> _Document text_
%%

A house at the Frilandsmuseet in Copenhagen, displaying an impressive utilisation of thermal mass |
Clicking around the peak oil blogosphere and reading about the Age of
Limits meeting that took place in the US last week has left me with a
curiously bewildered feeling. I'm not sure why, but it feels as if we
have entered uncharted territory of late, as if there has been a ratcheting
up of the general anxiety level and a tense atmosphere is hanging in
the air. Perhaps it's because everyone is talking about religion and
spirituality, rather than how many barrels are left in the ground.
I'm all for that, but I need time to think and to digest.
I really feel that when we look back from the vantage
point of the future we'll realise that 2012 really was the year when the latest stage of catabolic collapse began to get into full swing in the West. Here are just
some randomish facts and headlines from the last week that float to
the top of my mind as I sit here writing this late at night:
- Petrol sales in the UK have dropped by 20% over the last five years. The newspapers say it is because we are all driving more efficient vehicles.
- The Royal Bank of Scotland chairman told investors that share prices would not go up again 'in investors' lifetimes'.
- 50,000 less students applied to UK universities this year compared to last.
- Thomas Cook – the UK's biggest and oldest travel agency – announced a loss of £330m and its share price has dropped by 90%.
- British Aerospace has cut hundreds more jobs.
- Millions of people are facing a pensions shortfall.
- Pay freezes and cuts are the 'new norm' according to a business survey.
- Capital flows are charging around the world looking for 'safe havens'. 100 billion euros has been taken out of the Spanish economy recently.
Part of the normal business cycle? I think not.

%%

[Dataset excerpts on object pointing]
%%

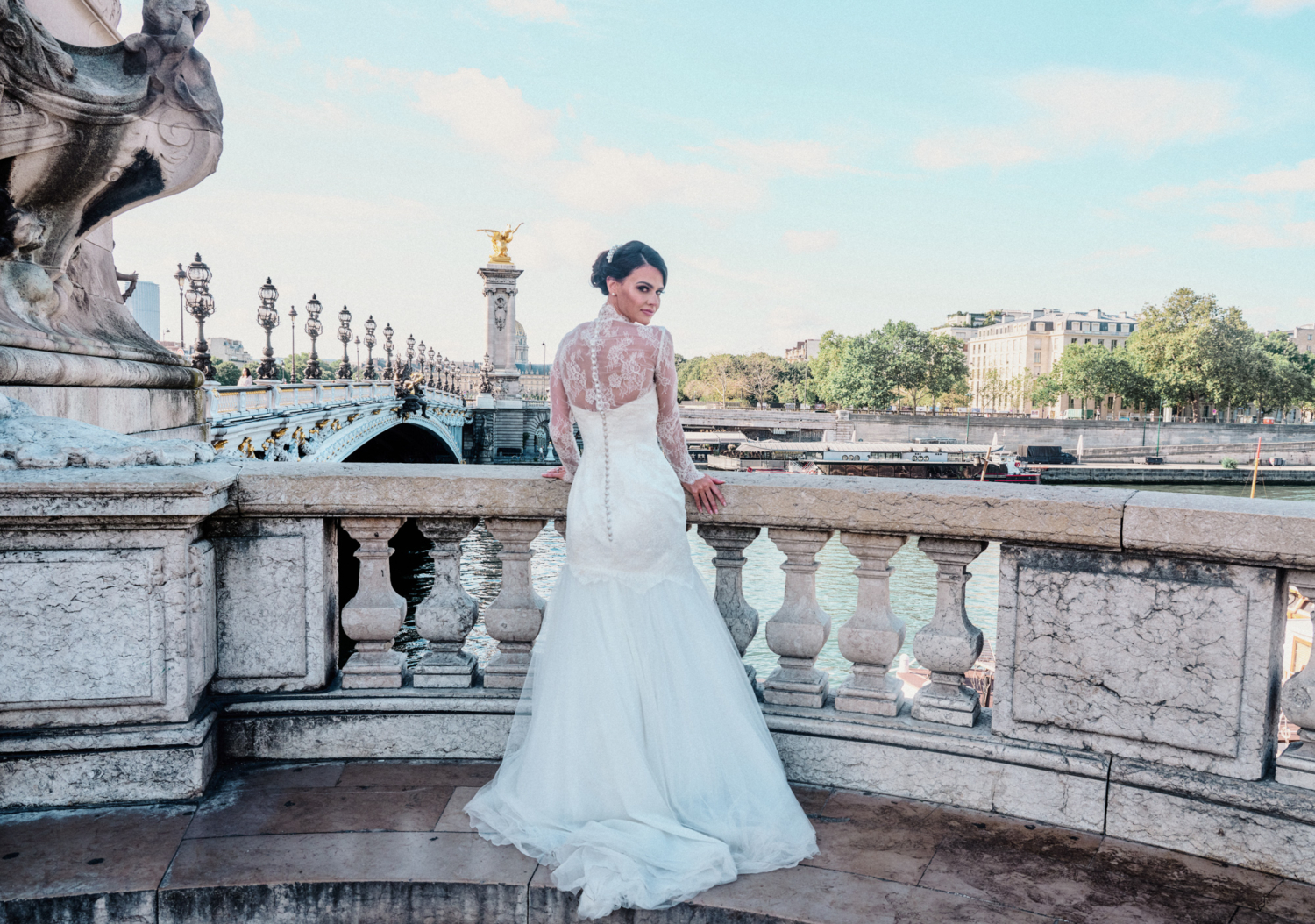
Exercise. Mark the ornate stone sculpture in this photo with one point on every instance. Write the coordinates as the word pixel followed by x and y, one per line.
pixel 500 241
pixel 84 136
pixel 29 441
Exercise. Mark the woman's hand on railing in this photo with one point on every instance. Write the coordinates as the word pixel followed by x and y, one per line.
pixel 705 493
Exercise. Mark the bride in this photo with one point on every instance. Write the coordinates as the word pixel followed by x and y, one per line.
pixel 639 765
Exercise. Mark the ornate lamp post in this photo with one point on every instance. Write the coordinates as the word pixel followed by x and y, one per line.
pixel 345 336
pixel 181 276
pixel 370 346
pixel 267 316
pixel 200 305
pixel 315 328
pixel 389 373
pixel 292 323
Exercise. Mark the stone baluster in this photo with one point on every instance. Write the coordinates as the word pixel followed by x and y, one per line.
pixel 515 616
pixel 873 635
pixel 800 627
pixel 1297 763
pixel 373 616
pixel 739 616
pixel 449 613
pixel 949 644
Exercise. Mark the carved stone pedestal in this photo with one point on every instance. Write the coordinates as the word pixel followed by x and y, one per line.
pixel 800 627
pixel 449 613
pixel 949 643
pixel 515 615
pixel 739 616
pixel 373 616
pixel 873 636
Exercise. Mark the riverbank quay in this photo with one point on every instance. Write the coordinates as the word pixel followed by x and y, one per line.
pixel 389 842
pixel 165 621
pixel 1175 473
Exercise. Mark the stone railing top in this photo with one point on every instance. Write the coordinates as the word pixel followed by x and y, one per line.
pixel 1275 532
pixel 1220 529
pixel 191 492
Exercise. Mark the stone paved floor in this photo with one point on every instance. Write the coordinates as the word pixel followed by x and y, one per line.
pixel 355 831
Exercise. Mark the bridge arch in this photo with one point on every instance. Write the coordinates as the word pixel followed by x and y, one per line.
pixel 405 444
pixel 409 439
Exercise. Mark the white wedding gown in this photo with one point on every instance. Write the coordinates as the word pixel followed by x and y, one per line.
pixel 639 765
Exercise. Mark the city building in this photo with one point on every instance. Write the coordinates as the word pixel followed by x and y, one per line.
pixel 964 325
pixel 231 350
pixel 802 352
pixel 145 305
pixel 1304 338
pixel 1028 346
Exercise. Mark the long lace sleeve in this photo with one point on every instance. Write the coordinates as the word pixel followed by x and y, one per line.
pixel 560 426
pixel 670 433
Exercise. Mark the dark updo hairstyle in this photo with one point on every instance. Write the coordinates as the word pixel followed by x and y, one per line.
pixel 625 260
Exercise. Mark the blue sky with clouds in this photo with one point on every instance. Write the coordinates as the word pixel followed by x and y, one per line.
pixel 800 166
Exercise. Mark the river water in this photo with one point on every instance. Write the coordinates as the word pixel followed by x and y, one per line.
pixel 913 586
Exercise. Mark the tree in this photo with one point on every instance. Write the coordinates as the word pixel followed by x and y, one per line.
pixel 947 367
pixel 721 379
pixel 762 373
pixel 818 386
pixel 791 387
pixel 1191 347
pixel 906 365
pixel 862 376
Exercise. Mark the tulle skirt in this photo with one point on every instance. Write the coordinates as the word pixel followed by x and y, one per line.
pixel 639 765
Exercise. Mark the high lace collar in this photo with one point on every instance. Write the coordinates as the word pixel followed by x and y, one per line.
pixel 609 313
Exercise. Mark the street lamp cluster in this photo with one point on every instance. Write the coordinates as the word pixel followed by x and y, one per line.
pixel 429 370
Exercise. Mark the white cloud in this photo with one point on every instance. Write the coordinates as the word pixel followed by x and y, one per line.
pixel 1075 110
pixel 1299 179
pixel 534 11
pixel 609 179
pixel 1278 7
pixel 810 242
pixel 491 116
pixel 773 158
pixel 487 112
pixel 236 29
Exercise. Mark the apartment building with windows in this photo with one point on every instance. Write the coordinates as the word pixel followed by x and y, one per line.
pixel 1028 346
pixel 1304 338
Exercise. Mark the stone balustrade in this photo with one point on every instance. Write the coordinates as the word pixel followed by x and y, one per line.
pixel 236 402
pixel 1138 652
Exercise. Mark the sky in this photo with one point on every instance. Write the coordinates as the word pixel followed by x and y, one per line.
pixel 800 166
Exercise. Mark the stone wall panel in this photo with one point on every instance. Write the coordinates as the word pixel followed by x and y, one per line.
pixel 1152 657
pixel 276 603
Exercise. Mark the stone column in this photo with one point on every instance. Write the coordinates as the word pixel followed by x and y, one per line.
pixel 515 616
pixel 800 627
pixel 873 635
pixel 739 616
pixel 373 616
pixel 500 294
pixel 949 643
pixel 449 613
pixel 1297 763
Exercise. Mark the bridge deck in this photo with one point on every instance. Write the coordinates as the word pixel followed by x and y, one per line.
pixel 388 842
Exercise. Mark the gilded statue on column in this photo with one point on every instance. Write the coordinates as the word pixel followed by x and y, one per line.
pixel 500 241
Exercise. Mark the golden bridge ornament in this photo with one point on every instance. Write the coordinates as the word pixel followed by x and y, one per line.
pixel 500 241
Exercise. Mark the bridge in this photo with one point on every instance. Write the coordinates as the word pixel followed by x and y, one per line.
pixel 373 421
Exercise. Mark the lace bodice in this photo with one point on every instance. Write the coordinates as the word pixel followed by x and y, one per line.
pixel 610 362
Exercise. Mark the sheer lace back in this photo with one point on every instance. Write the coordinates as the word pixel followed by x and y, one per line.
pixel 605 365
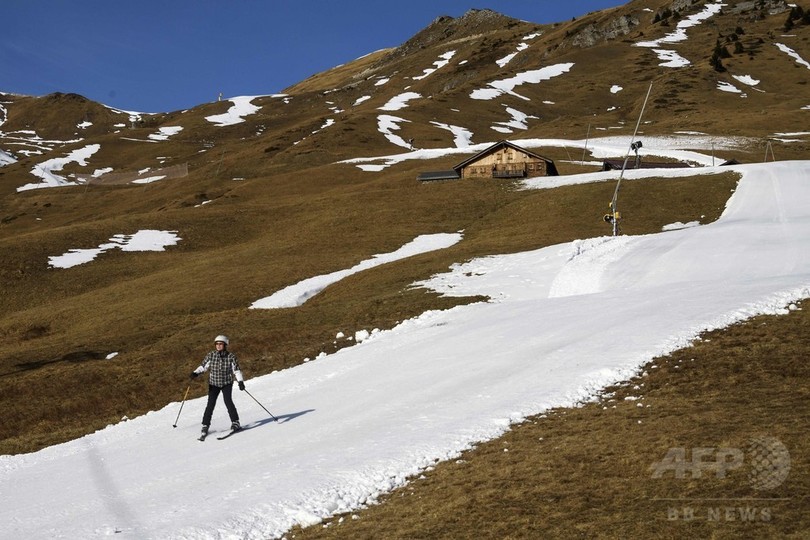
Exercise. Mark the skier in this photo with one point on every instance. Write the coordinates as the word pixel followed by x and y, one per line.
pixel 223 368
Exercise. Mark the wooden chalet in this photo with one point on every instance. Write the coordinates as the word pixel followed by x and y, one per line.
pixel 501 160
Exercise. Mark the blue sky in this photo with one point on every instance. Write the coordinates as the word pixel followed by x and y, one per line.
pixel 166 55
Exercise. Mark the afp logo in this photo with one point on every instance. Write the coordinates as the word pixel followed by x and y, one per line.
pixel 767 459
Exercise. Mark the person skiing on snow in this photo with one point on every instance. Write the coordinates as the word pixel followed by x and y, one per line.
pixel 222 367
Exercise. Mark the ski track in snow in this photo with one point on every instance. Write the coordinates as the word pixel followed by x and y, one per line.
pixel 562 322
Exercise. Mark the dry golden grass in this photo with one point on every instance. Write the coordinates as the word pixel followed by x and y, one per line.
pixel 158 310
pixel 586 472
pixel 578 473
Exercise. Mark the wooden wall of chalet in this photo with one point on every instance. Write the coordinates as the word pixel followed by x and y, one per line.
pixel 505 163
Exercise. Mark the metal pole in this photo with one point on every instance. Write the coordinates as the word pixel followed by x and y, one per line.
pixel 613 205
pixel 181 406
pixel 262 406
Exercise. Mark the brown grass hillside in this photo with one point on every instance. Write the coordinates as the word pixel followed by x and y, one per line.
pixel 280 206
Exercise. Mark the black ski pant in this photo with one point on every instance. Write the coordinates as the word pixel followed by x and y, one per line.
pixel 227 396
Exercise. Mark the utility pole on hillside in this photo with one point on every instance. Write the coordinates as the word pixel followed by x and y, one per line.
pixel 614 217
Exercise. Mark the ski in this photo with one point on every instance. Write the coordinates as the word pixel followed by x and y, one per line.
pixel 231 432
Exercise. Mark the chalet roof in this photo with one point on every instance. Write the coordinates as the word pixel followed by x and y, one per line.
pixel 495 147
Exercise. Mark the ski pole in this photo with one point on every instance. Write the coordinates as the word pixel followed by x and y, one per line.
pixel 181 406
pixel 262 406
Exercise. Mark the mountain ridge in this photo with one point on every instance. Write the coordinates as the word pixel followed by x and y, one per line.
pixel 272 195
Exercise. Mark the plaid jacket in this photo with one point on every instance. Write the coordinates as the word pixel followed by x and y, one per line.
pixel 222 367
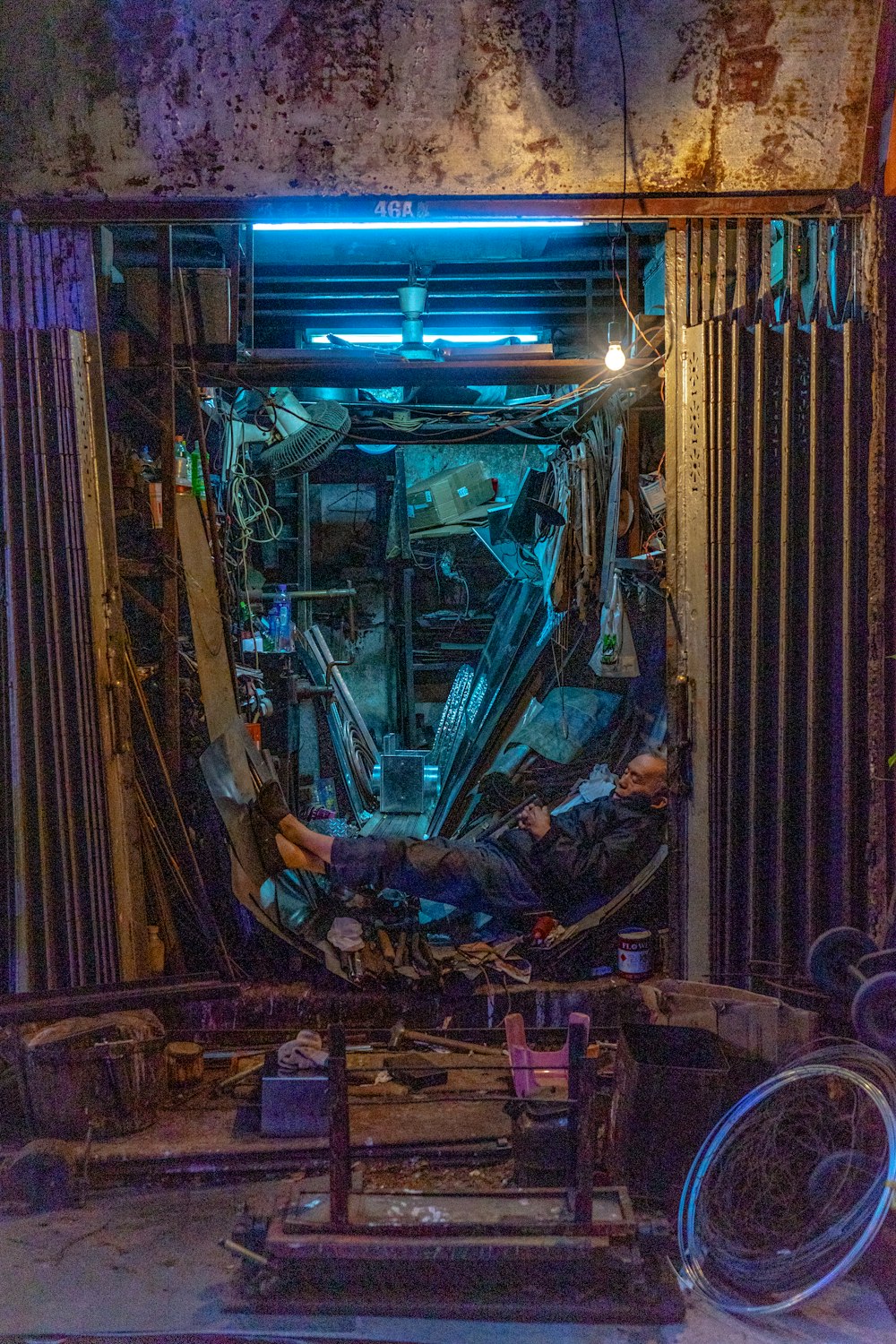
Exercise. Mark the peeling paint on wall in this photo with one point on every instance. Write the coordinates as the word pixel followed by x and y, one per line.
pixel 190 99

%%

> _Work to complete_
1 - Quote the stretch of the blog post from "- Thomas Cook" through "Spanish economy recently.".
2 - Condense the blog post's paragraph that opens "Clicking around the peak oil blogosphere" into a shorter version that keeps its main points.

> _Written answers_
1 -
- Thomas Cook – the UK's biggest and oldest travel agency – announced a loss of £330m and its share price has dropped by 90%.
- British Aerospace has cut hundreds more jobs.
- Millions of people are facing a pensions shortfall.
- Pay freezes and cuts are the 'new norm' according to a business survey.
- Capital flows are charging around the world looking for 'safe havens'. 100 billion euros has been taken out of the Spanish economy recently.

2 - After browsing peak oil blogs and reading about last week's Age of Limits meeting in the US, the writer feels bewildered. It seems like uncharted territory, with general anxiety ratcheting up and tension in the air. That may be because everyone is talking about religion and spirituality rather than how many barrels are left in the ground. The writer welcomes this shift but needs time to think and digest it.